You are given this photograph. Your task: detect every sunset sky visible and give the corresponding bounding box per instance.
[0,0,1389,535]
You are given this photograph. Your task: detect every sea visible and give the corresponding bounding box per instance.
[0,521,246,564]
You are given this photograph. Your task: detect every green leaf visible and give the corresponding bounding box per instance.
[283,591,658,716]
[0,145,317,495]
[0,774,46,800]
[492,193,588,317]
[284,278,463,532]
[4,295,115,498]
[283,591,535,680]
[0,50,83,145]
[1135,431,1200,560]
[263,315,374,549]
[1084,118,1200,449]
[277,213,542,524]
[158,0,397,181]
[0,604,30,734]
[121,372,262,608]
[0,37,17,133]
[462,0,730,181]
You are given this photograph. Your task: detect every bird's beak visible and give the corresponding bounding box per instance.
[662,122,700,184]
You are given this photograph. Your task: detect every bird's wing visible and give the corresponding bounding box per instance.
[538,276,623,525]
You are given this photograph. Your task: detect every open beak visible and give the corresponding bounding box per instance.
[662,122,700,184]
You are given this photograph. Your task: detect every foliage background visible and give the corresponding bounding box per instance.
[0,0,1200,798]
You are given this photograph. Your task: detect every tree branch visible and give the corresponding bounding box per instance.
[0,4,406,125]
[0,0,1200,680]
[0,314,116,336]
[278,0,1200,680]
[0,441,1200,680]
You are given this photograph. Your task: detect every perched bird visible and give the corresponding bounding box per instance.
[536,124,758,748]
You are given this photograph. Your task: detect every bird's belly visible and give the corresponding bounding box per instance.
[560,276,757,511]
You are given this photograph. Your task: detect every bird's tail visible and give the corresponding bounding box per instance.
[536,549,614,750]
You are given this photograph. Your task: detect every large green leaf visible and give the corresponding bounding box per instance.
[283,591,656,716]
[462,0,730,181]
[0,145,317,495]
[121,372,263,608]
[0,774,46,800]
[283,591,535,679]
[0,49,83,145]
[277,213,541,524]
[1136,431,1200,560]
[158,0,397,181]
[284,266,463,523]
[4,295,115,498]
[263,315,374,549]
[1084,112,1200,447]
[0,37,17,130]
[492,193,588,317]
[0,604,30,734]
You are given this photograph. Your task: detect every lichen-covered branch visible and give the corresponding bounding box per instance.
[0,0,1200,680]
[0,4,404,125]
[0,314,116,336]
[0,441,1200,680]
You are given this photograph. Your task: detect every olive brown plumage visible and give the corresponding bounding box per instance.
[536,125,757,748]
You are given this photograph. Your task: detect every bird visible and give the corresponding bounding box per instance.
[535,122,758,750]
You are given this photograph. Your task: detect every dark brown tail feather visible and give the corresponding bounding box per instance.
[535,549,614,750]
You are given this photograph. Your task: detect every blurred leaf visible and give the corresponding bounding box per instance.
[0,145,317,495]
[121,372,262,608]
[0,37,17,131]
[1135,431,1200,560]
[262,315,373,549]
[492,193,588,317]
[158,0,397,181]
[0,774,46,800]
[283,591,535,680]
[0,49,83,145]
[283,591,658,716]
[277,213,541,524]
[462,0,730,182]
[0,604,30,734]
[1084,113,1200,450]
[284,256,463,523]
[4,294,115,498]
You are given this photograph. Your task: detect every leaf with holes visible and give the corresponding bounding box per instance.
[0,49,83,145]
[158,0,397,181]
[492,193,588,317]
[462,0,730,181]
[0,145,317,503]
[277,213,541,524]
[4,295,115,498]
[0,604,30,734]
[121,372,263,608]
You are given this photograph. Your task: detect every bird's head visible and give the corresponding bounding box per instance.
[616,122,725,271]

__________________________________________________

** REQUIREMENTS **
Rewrite every item above, swapping "photograph" for "image" wherever it occurs and changing nothing else.

** SOLUTION **
You are given this image. Your task: detect every sunset sky visible and give the corresponding bounding box per instance.
[0,0,1389,535]
You are given this image. Your task: detect every sea visible and give the corresponding bounding box per instance.
[0,521,246,564]
You are given this image. Your task: detect every green leaf visible and give the corresponding bounding box per instance.
[283,591,658,716]
[0,145,317,495]
[0,774,46,800]
[492,193,588,317]
[284,278,463,532]
[4,295,115,498]
[283,591,535,680]
[0,50,83,145]
[1135,431,1200,560]
[263,315,374,549]
[1084,118,1200,449]
[277,213,542,524]
[158,0,397,181]
[0,604,30,734]
[121,372,262,608]
[0,37,17,133]
[462,0,730,181]
You are given this image. Your task: detect every bird's beak visible and give the corresponding bounding box per instance.
[662,122,700,184]
You are given this image. Your task: detect every bird's wing visible and give the corresponding bounding box per instance.
[538,276,623,525]
You are given this image. Your task: detect every open beak visible and give the corresponding bounding box per instance.
[662,122,700,184]
You are given this image. Your task: detect every foliage background visible and give the corresponding bounding box per instance.
[0,0,1200,798]
You are given this image. Your task: detect every tree branch visible and give the corresponding bounding box per instance.
[0,4,406,125]
[0,0,1200,680]
[0,314,116,336]
[278,0,1200,680]
[0,441,1200,680]
You are given this image. Your task: detect every perched bird visible and give the corresponding bounding box per instance.
[536,124,758,748]
You are given this image. Your task: detect every bird's belly visible and give the corresponding bounding box per instance.
[560,276,757,511]
You are given this image. Your task: detect every bird's tail visible and give the corresponding bounding box per instance.
[536,549,614,750]
You are given this image. Your task: detect every large green leaf visible and give the corresponding bounding box per instance.
[283,591,656,716]
[462,0,730,181]
[0,145,317,495]
[121,372,263,608]
[0,774,46,800]
[283,591,535,679]
[0,49,83,145]
[277,213,541,524]
[1136,431,1200,560]
[158,0,397,181]
[284,266,463,523]
[4,295,115,498]
[263,315,374,549]
[1084,112,1200,447]
[0,37,17,130]
[492,193,588,317]
[0,604,30,734]
You are given this image. Your task: detect every lichen-covered branch visible and give the corresponding bounding box per instance.
[0,0,1200,680]
[0,4,404,125]
[0,314,116,336]
[0,441,1200,680]
You are given this image. Your task: detect every olive brown plumage visible and give the corresponding bounding box per instance.
[536,125,757,748]
You are given this image. Your task: detect every bird visible and give the corresponding bounding box per instance.
[535,122,758,750]
You are given this image. Your task: detect every dark brown tail feather visible and give the corresponding bounding box per instance.
[535,549,614,750]
You are given this image. Your task: detect every blurred leaf visible and give the corresponding bounding box per instance.
[0,145,317,495]
[121,372,262,608]
[0,37,17,131]
[1135,431,1200,560]
[262,315,373,549]
[492,193,588,317]
[158,0,397,181]
[0,774,46,800]
[283,591,535,680]
[0,49,83,145]
[283,591,658,716]
[277,213,541,524]
[462,0,730,182]
[0,604,30,734]
[1084,113,1200,450]
[284,256,463,523]
[4,294,115,498]
You are given this image. Your task: detect every leaf with holes visible and give the corresponding bounding box per instance.
[0,49,83,145]
[158,0,397,181]
[492,193,588,317]
[462,0,730,181]
[0,145,317,503]
[277,213,541,524]
[4,295,115,498]
[0,604,30,734]
[121,372,263,608]
You are given this image. Your task: detect every bird's head visible and give the corresponding bounding box per instance.
[616,122,725,271]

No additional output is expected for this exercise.